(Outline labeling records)
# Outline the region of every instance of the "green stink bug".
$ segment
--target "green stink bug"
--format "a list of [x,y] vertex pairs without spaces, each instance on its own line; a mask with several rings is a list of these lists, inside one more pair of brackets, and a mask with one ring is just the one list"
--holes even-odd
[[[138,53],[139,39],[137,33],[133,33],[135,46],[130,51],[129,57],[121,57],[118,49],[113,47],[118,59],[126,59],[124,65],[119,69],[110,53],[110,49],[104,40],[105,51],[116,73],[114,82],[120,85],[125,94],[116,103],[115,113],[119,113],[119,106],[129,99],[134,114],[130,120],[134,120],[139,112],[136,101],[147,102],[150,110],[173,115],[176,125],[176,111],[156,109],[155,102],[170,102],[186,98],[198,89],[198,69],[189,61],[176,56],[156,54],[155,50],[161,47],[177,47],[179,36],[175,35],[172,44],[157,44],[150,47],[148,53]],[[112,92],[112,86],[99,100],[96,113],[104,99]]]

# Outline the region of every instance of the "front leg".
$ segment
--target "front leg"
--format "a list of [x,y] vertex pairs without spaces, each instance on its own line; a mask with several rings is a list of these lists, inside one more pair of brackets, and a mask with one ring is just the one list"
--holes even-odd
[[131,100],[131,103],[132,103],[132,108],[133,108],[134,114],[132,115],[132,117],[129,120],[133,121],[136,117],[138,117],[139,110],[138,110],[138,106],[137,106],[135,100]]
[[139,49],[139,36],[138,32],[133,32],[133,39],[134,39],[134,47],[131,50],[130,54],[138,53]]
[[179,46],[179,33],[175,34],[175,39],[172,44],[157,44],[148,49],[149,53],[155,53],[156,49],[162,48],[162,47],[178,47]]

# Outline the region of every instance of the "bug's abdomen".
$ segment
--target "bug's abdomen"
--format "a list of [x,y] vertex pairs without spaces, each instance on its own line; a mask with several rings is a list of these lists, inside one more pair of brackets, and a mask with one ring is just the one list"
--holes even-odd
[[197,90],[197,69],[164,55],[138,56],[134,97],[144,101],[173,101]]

> [TASK]
Gather every line of the data above that contains the string "abdomen", treating uppercase and lowercase as different.

> [THE COMPLETED TASK]
# Outline the region of every instance of the "bug's abdomen".
--target "bug's abdomen"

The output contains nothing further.